Referring expression pointing data
++++++++

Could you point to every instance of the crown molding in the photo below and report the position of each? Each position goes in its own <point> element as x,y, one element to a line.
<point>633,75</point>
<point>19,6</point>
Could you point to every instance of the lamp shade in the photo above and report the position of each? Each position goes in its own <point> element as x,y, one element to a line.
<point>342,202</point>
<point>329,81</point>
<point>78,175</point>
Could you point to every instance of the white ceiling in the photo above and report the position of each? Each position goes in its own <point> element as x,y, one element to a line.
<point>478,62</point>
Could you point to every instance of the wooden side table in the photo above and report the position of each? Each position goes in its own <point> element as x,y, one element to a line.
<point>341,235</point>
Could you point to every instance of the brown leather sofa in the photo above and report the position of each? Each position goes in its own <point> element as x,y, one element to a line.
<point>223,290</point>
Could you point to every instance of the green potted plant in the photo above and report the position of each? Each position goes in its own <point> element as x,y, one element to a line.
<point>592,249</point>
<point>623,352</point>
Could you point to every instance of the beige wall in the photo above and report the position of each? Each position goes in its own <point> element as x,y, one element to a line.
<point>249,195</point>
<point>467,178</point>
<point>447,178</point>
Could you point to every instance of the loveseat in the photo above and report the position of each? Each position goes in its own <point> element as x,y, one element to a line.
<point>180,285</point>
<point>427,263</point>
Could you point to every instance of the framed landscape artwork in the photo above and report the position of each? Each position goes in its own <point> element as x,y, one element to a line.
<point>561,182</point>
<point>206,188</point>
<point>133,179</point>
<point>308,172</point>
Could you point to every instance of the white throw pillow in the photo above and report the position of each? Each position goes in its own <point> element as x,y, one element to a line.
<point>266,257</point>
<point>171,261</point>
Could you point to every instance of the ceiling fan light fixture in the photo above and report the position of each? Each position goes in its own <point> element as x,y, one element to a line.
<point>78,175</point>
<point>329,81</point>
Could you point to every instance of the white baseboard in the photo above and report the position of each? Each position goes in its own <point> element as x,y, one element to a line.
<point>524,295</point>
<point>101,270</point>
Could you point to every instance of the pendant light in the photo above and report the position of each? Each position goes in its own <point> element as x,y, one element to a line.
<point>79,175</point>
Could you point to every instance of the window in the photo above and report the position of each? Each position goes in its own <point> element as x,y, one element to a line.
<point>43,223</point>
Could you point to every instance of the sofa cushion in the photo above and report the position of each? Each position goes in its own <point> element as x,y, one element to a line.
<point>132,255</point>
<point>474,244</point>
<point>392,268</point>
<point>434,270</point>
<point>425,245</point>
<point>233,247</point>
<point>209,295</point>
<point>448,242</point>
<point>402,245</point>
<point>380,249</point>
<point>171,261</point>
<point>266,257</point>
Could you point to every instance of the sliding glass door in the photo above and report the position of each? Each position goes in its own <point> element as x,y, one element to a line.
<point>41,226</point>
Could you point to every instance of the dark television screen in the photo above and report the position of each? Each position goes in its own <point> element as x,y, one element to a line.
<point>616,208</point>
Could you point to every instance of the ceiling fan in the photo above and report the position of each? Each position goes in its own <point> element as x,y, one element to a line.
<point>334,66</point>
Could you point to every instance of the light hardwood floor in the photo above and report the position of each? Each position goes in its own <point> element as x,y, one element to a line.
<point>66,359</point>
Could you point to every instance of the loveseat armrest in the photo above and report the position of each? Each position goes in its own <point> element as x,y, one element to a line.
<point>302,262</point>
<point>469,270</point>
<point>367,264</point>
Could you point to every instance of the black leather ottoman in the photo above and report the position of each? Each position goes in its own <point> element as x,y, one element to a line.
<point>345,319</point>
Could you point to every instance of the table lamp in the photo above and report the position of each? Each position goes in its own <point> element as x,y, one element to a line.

++++++++

**Instructions to follow:** Each of the records above is to be reproduced word for word.

**Result for this exercise:**
Could you point to every instance of the crown molding in the photo below and report the position of each? Each position goes in its own <point> element as x,y, one element to a line.
<point>633,75</point>
<point>19,6</point>
Could you point to every instance of the lamp shade in the photo above and report the position of each? Each position goes in its own <point> element as x,y, one element to a line.
<point>342,202</point>
<point>329,81</point>
<point>78,175</point>
Could you point to every instance of the white ceiling in the photo above and report the position of each? Each position goes in its own <point> element as x,y, one element to a line.
<point>478,62</point>
Could you point to every instance of the wooden side table in the photo above and report the position of each? Each position goes in its own <point> element as x,y, one element to a line.
<point>341,235</point>
Could you point to every instance of the brown leather sofa in the photo above and report the position of each? Each position goes in its own <point> element as x,y, one element to a line.
<point>223,290</point>
Could you point to every instance of the green potted plant in the photo above and report the position of each? Each position goes in its own <point> element as x,y, one element to a line.
<point>592,249</point>
<point>623,352</point>
Could you point to every instance of the beige wall in the photo above and report the position of each? Each position goes in its own <point> element as x,y, one element to a line.
<point>249,195</point>
<point>467,178</point>
<point>447,178</point>
Could you point to every instance of the loveseat in the photo above and report the position of each? Each position goes in its own <point> element as x,y, one element to a line.
<point>180,285</point>
<point>427,263</point>
Could you point to every instance of the framed landscape artwork in the photo above and report the position of each? Each position goes in its own <point> element as x,y, one element to a line.
<point>561,182</point>
<point>206,188</point>
<point>133,179</point>
<point>308,172</point>
Could you point to every instance of the white throw pillow in the photo above and report the position of each? Each position goes in its own <point> element as x,y, one element to a line.
<point>266,257</point>
<point>171,261</point>
Could you point to every instance of the ceiling fan light fixture in the photo above and report the position of each? Each position goes in its own <point> element as x,y, one element to a line.
<point>78,175</point>
<point>329,81</point>
Could you point to every instance of the white baseboard in the photo above and report the position of each? Each position goes in its own <point> element as x,y, one element to a line.
<point>524,295</point>
<point>101,270</point>
Could you point to every instance of the pendant light in the photo above and report the position of each? Each position goes in its own <point> element as x,y, one element to a line.
<point>79,175</point>
Could you point to every instance of the window in the photo above and report the position of each? Each position goes in its own <point> element as x,y, one element to a line.
<point>43,223</point>
Could you point to every instance of the sofa cushion in the photo above and report the position of each? Each position goes in its own <point> element as x,y, one element to a line.
<point>132,255</point>
<point>474,244</point>
<point>392,268</point>
<point>434,270</point>
<point>425,245</point>
<point>233,247</point>
<point>209,295</point>
<point>448,242</point>
<point>402,245</point>
<point>380,249</point>
<point>171,261</point>
<point>266,257</point>
Could you point to every instance of the sliding glass door in the photo above and report the position of each? Each position goes in its own <point> element as x,y, one element to a line.
<point>41,226</point>
Could you point to every instance of the dark television screen in the photo above and report the position of each? Each position goes in its own <point> element as x,y, one element to a line.
<point>616,208</point>
Could you point to every instance of the ceiling fan in the photo above and report the position of each? Each position goes in its own <point> element as x,y, one element to a line.
<point>334,66</point>
Could you point to every instance of the light hardwood floor in the photo above and report the position of each? Each position goes in its own <point> element as x,y, one element to a line.
<point>66,359</point>
Could you point to every instance of the loveseat armrest in the photo above and report the position of each? Each position goes in its own <point> element as x,y, one element to a line.
<point>302,262</point>
<point>469,270</point>
<point>367,264</point>
Could you point to every instance of the black leather ottoman in the photo above and report the position of each? Each position goes in its own <point> element as x,y, one element to a line.
<point>345,319</point>
Could you point to every instance of the table lamp in the photo above and report the position of each? Each position goes in its own <point> element as x,y, one element to a line.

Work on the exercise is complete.